**Input data:**

--------

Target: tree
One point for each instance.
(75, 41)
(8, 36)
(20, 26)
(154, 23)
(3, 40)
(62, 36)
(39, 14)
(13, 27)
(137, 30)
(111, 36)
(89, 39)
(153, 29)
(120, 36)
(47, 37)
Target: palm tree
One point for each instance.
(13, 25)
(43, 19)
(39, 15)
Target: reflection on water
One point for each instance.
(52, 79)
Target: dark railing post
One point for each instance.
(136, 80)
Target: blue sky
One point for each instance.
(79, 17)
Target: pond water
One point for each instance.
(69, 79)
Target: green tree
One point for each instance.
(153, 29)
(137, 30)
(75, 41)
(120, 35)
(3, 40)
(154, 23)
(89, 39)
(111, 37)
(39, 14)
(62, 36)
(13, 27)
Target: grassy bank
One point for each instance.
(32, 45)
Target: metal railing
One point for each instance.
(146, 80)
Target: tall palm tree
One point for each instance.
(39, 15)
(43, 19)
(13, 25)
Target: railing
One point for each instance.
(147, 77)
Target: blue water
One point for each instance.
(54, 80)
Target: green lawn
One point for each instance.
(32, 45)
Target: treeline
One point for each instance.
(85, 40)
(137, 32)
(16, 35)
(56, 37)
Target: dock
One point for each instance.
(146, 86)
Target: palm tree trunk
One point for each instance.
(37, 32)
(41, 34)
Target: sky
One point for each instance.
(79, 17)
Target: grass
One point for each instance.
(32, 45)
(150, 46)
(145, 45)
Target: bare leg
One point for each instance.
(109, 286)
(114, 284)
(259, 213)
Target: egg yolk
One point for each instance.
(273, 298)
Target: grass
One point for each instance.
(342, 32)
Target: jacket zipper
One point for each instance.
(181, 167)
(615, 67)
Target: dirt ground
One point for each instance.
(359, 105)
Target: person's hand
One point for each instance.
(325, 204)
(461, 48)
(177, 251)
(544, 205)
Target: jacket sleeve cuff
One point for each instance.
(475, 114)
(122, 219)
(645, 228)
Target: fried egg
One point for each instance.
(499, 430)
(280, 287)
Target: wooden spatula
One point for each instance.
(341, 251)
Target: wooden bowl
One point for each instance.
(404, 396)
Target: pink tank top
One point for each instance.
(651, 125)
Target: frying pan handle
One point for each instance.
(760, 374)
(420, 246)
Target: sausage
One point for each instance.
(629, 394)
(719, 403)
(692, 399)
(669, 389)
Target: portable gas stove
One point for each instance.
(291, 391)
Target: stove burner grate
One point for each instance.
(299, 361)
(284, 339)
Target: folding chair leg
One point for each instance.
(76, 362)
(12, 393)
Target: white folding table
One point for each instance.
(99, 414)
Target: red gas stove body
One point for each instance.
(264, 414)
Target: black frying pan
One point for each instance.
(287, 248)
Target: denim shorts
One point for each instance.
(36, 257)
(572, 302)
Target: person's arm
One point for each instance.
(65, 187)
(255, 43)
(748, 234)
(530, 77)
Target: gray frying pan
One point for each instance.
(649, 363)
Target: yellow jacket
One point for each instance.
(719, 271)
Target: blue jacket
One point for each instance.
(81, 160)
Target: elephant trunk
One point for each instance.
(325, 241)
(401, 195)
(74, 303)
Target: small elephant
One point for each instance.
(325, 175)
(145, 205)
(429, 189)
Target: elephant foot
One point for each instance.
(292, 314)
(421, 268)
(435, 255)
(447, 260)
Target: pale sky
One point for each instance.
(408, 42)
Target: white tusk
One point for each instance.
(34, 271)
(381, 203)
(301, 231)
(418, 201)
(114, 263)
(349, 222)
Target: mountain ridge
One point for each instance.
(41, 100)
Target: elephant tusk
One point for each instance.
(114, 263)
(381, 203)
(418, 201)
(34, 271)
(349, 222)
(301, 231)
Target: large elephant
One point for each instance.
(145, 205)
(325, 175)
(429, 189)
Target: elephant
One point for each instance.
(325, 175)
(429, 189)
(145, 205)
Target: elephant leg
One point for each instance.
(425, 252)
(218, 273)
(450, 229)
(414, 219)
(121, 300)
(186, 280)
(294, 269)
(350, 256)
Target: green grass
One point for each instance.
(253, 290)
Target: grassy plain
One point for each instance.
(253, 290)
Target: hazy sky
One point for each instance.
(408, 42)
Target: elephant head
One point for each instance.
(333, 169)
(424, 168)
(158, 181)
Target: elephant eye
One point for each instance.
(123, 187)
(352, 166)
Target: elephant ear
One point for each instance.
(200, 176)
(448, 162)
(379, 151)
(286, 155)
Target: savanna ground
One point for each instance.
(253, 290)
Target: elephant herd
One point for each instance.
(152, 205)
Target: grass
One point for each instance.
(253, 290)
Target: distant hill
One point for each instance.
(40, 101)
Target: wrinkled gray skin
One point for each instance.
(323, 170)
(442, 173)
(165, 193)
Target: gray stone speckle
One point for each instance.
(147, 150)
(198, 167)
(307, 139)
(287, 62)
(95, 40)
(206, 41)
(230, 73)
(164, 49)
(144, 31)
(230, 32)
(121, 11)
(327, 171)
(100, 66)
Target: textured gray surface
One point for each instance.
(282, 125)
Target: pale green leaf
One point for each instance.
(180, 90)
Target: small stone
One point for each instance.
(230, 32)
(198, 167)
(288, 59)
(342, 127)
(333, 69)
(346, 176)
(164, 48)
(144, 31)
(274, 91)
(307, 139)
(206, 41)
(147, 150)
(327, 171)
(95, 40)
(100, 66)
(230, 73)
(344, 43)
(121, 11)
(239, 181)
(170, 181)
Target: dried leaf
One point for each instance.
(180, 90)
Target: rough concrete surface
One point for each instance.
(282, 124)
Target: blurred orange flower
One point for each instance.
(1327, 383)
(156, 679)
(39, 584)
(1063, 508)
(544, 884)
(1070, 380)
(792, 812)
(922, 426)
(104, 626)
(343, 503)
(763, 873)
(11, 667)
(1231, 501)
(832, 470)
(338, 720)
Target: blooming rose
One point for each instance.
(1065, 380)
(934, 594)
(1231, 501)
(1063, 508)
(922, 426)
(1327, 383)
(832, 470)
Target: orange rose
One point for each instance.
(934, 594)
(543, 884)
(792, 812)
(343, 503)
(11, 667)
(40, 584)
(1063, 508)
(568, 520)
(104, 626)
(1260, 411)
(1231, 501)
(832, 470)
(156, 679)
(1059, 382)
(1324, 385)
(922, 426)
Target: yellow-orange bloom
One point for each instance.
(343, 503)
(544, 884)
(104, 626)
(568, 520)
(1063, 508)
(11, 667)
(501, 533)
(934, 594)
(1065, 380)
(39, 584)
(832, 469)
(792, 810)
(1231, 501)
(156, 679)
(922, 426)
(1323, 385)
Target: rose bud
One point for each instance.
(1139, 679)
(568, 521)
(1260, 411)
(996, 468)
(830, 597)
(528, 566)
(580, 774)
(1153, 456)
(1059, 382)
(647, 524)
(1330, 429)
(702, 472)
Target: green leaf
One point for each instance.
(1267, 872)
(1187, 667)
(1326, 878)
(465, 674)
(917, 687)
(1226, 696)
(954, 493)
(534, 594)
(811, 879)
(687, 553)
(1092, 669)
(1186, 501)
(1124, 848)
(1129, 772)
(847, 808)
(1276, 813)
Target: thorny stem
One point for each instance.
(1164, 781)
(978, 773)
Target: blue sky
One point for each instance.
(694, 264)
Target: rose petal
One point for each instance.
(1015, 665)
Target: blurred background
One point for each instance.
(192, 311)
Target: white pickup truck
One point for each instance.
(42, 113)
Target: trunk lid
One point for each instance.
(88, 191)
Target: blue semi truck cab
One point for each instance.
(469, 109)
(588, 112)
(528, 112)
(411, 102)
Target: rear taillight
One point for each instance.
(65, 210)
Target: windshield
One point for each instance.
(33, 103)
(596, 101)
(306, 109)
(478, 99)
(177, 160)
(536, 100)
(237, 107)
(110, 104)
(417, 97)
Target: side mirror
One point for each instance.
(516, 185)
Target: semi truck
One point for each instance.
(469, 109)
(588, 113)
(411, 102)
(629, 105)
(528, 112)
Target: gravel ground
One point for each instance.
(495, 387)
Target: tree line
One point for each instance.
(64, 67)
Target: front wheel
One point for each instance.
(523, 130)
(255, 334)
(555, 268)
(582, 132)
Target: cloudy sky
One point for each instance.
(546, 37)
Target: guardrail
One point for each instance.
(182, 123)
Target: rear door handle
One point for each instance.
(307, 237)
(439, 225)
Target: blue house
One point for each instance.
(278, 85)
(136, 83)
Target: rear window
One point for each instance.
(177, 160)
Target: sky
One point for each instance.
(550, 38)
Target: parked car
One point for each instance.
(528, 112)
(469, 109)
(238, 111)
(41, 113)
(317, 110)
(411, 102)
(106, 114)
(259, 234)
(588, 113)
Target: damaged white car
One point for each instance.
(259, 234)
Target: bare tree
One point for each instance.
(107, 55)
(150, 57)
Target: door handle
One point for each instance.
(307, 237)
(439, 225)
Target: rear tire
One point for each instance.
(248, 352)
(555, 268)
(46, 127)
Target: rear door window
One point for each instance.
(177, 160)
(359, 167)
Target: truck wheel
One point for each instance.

--------

**Task to complete:**
In the records above, return only the line that contains "Target: guardrail" and every line after it through the last, exactly as they appear.

**Complete output:**
Target: guardrail
One point for each instance.
(182, 123)
Target: rear door handle
One point for each instance.
(307, 237)
(439, 225)
Target: blue house
One point for each instance.
(278, 85)
(136, 83)
Target: rear window
One point for each instance.
(177, 160)
Target: sky
One point for each instance.
(550, 38)
Target: parked car
One point for each instance.
(528, 112)
(469, 109)
(238, 111)
(41, 113)
(317, 110)
(411, 102)
(106, 114)
(259, 234)
(588, 113)
Target: damaged white car
One point for each instance.
(259, 234)
Target: bare tree
One point for each instance.
(107, 55)
(150, 57)
Target: door handle
One point for each instance.
(307, 237)
(439, 225)
Target: rear tire
One point for each instance.
(248, 352)
(555, 268)
(46, 127)
Target: rear door window
One point for each instance.
(177, 160)
(359, 167)
Target: truck wheel
One point for each instance.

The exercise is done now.